Exercise directions> Search the material for the string "below", then report how many lines hold it, with no other text.

Available data>
============================================================

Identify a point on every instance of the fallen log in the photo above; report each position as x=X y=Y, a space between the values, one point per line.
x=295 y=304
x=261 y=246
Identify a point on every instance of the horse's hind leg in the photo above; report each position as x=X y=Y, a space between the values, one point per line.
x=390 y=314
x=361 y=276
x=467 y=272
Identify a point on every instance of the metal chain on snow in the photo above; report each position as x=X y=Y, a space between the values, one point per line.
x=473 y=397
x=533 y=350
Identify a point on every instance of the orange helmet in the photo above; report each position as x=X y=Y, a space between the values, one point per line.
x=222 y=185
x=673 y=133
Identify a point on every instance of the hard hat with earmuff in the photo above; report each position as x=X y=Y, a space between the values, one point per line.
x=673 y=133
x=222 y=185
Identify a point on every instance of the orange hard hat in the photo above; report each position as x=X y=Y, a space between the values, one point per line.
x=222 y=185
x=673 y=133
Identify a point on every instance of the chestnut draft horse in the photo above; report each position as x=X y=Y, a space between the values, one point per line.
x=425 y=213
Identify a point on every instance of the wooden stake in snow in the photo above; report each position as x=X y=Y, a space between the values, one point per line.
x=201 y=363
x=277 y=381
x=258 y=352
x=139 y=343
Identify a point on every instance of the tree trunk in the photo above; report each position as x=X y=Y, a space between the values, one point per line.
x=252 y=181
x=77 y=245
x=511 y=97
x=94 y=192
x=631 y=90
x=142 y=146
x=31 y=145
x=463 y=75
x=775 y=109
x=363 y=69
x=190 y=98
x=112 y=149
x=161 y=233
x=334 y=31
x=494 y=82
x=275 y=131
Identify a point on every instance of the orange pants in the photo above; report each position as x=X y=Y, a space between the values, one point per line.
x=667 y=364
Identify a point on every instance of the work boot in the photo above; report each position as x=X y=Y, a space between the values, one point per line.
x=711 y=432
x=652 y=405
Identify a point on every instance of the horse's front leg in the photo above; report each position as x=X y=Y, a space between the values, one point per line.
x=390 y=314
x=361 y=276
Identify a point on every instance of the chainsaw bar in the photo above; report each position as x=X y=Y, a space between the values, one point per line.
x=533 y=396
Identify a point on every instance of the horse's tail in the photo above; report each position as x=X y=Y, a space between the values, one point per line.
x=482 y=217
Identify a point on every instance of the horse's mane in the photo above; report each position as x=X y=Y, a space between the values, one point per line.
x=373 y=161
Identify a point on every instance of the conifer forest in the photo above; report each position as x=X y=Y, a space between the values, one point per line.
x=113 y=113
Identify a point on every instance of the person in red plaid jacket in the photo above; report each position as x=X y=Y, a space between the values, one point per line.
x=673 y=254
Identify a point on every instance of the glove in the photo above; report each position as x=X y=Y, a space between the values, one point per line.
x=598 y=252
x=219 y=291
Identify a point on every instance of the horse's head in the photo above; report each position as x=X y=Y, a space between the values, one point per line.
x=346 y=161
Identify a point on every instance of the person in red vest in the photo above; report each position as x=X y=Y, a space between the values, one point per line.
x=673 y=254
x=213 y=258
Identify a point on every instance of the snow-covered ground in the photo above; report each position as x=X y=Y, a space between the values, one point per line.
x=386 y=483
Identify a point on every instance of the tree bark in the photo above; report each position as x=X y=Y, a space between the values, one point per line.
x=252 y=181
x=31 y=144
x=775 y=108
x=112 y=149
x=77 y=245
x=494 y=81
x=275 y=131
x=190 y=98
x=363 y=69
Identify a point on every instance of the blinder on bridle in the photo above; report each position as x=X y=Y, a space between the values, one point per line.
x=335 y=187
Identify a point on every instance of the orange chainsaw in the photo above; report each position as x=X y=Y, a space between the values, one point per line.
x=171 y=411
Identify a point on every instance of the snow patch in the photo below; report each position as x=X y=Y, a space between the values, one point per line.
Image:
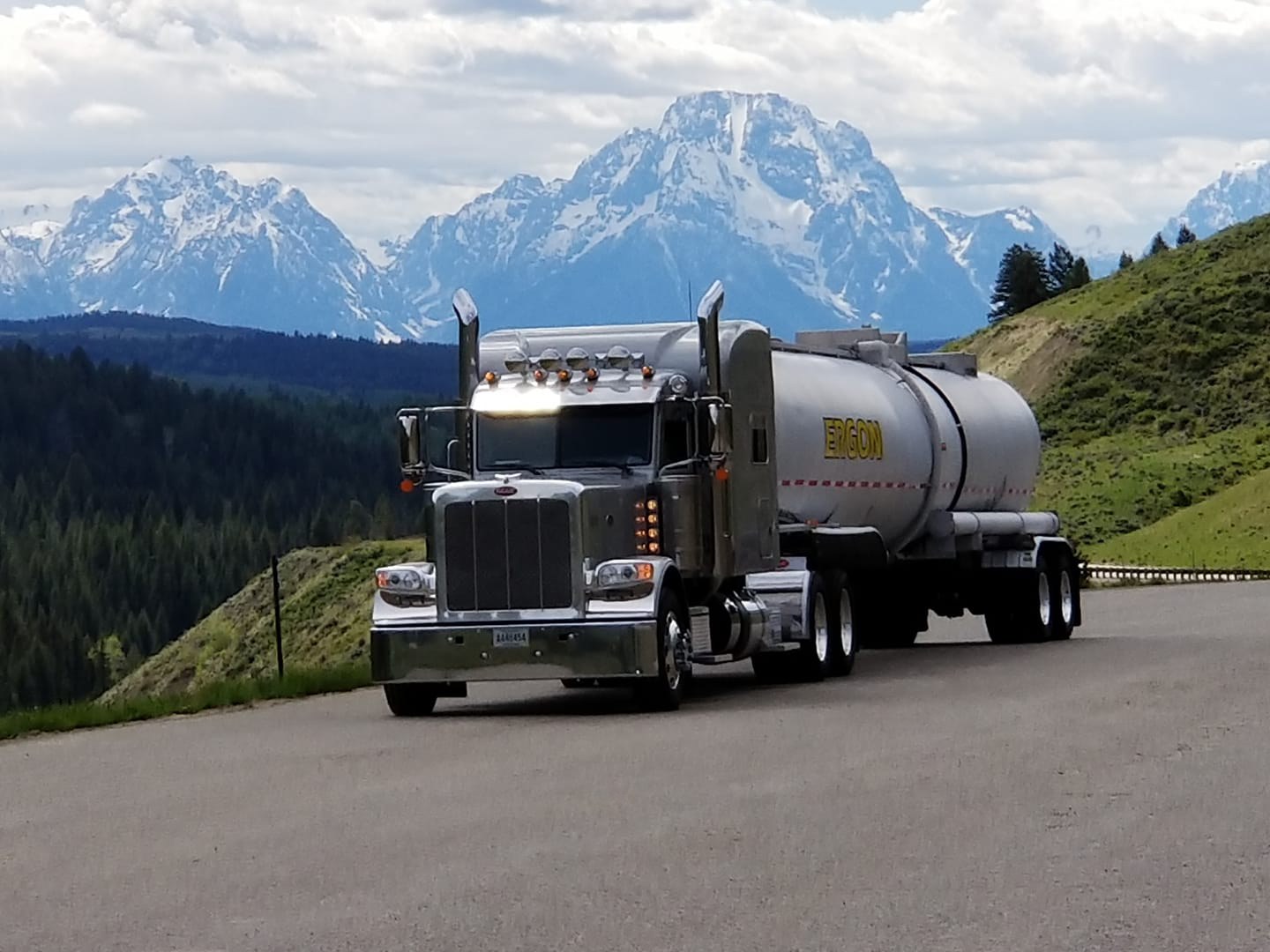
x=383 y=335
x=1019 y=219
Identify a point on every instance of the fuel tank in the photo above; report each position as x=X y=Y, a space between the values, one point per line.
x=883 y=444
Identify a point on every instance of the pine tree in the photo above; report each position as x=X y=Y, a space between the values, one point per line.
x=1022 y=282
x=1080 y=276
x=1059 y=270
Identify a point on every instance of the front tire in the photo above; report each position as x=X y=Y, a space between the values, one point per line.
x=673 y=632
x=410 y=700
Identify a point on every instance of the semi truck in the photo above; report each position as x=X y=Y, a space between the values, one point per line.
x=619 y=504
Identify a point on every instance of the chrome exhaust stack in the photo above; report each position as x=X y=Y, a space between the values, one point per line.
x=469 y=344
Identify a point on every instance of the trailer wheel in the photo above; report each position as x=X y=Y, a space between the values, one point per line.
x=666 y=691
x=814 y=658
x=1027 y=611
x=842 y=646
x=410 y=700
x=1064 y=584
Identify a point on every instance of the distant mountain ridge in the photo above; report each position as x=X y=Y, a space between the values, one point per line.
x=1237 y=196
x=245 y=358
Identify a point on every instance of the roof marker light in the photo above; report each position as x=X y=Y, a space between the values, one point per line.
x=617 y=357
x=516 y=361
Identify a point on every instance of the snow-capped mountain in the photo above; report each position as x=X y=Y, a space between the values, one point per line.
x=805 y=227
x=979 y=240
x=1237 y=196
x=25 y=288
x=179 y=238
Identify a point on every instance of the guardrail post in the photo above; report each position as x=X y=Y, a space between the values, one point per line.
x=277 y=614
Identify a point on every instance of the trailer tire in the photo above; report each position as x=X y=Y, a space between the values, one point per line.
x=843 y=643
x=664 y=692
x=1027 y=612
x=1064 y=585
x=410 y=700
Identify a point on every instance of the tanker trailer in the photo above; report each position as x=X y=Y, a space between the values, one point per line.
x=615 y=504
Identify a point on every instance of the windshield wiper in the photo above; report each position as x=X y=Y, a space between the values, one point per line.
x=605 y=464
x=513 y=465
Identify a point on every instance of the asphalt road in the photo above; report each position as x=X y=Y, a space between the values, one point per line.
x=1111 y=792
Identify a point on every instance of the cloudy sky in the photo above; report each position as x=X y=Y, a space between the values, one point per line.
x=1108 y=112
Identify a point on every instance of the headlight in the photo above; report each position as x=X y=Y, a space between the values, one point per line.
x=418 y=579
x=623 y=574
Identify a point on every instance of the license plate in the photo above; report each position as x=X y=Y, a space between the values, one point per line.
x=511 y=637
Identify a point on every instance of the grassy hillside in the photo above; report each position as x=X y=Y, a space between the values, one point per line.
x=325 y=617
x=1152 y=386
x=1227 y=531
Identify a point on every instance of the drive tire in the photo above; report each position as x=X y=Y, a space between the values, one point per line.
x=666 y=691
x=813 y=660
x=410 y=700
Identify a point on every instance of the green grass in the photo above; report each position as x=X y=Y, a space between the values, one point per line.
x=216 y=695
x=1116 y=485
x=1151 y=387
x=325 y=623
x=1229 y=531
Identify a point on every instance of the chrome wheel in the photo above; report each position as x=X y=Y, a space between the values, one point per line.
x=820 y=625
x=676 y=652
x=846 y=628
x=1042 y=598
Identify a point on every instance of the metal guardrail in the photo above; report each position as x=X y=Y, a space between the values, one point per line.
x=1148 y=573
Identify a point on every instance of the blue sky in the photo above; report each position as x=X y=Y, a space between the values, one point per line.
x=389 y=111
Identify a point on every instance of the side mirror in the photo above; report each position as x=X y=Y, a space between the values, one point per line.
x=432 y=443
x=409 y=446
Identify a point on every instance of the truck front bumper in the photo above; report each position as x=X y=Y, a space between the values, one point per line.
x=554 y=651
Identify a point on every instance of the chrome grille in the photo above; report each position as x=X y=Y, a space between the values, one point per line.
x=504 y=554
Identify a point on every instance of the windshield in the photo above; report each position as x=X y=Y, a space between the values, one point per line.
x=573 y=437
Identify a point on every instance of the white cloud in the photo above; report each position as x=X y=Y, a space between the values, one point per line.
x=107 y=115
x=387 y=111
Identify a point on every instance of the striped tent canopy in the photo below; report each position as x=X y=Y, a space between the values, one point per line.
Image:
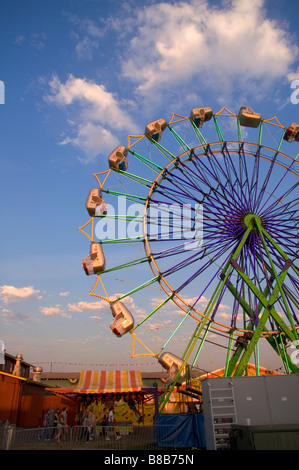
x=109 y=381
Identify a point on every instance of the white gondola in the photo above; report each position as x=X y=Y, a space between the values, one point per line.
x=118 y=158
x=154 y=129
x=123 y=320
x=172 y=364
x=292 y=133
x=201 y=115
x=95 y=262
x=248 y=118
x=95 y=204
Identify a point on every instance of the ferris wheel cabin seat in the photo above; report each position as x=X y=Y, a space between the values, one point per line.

============================================================

Response area> 2